• **Text section**:
================================
Frum – "firm", meaning, strictly observant, usu. equivalent to Haredi. Someone who's frum can be called a frummie. The oppposite of frum is fry or non-observant, which is really the Yiddish word frei, meaning "free". Frumkeit is the culture and religious practices which define strict jewish observance. Someone who grew up frum is called an "FFB", "frum from birth". FFB's in most places in the Haredi world (even in Chabad) look down on people who got religion later in life, so called "BT's" or bal-tshuvahs. Most other Chasidim look down on Chabad though because of their very high percentage of BT's.

Gashmi'ut or Gashmi'es – from geshem, "rain". Standardly, "materialism", in all the negative senses, but sometimes, "materiality", with the idea that one can invest (or divest?) materiality with holiness. Artziut, from aretz, "land", is less common and has a stronger sense of physicality. In Chasidus, both are usually presented in opposition to Ruchniyut, or spirituality (from ruach, "wind" or spirit). But the goal of Chasidus, according to many (esp. Chabad) is Avodah b'Gashmi'ut, holy service to God through the ways and tools of physical reality. Derekh agav, this kind of coining of nouns for abstract spiritual ideas from common words is typical of Chasidus. Such nouns almost always end in "-ut",which is just like adding "-ness" to an adjective in English.

Gematria – add up the value of each letter in a word to get a number: One (echad) equals 1 (Alef) + 8 (Chet) + 4 (Dalet) = 13. Any words which have the same value can be used to justify an equivalence—if it already fits your theological goal, e.g., "One"="Love" (1+5+2+5); "One Love" = 13+13 = 26 = YHVH (God). It can get kooky. Kabbalists love this stuff because for Kabbalah the essence of reality is not even the words but the letters themselves. The word 'Gematria' must be derived from the Greek equivalent of geometry (ge + metria).

Gushpanke – seal of approval, like hekhsher, the kosher seal of approval on food packages, but a bit more broad. Hekhsher can also be used more broadly to mean seal of moral approval.

Halakhah – Jewish law; the process of Jewish law. It once meant developing an entire hashkafah, a way of seeing the world, and developing a perspective on how to do Jewish practice based on the worldview. Nowadays it usu. means looking in a book of rules and deciding whether to follow the stricter or the more lenient. I used to be shomer halakhah, one who tries to "keep" or "observe" the rules, even though I was never drawn to strictness for its own sake; now I prefer to be shomei'a halakhah, meaning, "listening", on as deep a level as I can, to the meaning behind the rules, and then basing my practice on that. See also Aggada.

Halevai – "If only it were true that...", "It should only be the case that..."

Haredi – lit. one who trembles with devotion, as in "Trembling Before God"—at least, that's the idea. It's usually translated "ultra-Orthodox"; "black hat" is more descriptive of the visible reality, which is often based on how you look and who's expectations you meet, rather than what you're inner reality is like. In my very limited experience, the PIB's (people in black) who live by the inner definition rarely describe themselves as haredi, though they might say they are part of the haredi community. See also the entry on frum and read the article Chulent Times. Speaking of hats, there's a plan to complete a photo essay on which hat goes with which Hasidic sect!
================================
Position identification lines
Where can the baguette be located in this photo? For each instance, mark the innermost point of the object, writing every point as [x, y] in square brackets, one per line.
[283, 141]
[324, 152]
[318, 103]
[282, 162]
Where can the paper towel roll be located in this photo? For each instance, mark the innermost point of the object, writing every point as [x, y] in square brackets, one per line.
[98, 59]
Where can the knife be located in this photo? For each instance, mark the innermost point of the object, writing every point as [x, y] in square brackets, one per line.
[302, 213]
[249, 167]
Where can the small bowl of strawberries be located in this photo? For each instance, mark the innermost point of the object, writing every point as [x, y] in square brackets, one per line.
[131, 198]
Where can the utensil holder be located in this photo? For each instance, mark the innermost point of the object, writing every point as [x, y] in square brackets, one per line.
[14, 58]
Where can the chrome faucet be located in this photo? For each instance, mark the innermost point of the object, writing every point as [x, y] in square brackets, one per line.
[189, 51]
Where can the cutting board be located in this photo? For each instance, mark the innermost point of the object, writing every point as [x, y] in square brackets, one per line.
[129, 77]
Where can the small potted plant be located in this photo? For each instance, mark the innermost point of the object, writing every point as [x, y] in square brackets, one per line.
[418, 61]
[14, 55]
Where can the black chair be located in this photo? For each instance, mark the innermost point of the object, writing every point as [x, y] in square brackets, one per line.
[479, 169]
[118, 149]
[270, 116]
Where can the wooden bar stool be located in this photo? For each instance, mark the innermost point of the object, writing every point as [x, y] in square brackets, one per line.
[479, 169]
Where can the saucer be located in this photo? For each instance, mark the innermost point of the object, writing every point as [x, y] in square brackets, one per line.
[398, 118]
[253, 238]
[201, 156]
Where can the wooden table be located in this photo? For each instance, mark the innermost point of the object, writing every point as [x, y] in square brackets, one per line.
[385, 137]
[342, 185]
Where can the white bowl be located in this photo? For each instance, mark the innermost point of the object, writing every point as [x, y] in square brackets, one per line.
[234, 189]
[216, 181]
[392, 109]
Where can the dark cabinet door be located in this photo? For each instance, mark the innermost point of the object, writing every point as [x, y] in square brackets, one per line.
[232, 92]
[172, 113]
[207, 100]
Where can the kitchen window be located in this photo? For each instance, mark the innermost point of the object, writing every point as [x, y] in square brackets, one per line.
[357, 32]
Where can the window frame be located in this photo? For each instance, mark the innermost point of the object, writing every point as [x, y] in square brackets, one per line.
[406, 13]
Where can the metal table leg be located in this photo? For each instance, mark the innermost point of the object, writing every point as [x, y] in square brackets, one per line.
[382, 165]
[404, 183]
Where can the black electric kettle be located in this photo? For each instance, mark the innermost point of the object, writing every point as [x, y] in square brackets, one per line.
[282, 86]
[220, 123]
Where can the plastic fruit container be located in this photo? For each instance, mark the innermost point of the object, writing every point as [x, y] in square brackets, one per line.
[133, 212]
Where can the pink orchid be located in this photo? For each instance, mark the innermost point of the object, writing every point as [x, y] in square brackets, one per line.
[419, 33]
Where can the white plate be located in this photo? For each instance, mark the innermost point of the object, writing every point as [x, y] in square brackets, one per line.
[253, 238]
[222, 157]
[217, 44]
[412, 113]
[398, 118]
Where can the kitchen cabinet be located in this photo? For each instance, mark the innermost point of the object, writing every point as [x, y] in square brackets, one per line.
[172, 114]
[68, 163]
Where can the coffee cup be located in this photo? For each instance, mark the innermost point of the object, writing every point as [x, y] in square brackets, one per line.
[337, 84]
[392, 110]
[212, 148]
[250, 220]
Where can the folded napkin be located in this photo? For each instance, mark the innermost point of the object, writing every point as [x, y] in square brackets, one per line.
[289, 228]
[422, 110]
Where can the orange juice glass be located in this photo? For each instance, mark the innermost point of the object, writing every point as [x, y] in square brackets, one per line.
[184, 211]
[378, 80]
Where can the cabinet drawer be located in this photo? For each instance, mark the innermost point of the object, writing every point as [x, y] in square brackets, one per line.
================================
• **Problem**: Rewrite the glossary from "Gushpanke – seal" up to and including "of moral approval.", changing "food packages" to "product labels".

• **Correct output**:
Gushpanke – seal of approval, like hekhsher, the kosher seal of approval on product labels, but a bit more broad. Hekhsher can also be used more broadly to mean seal of moral approval.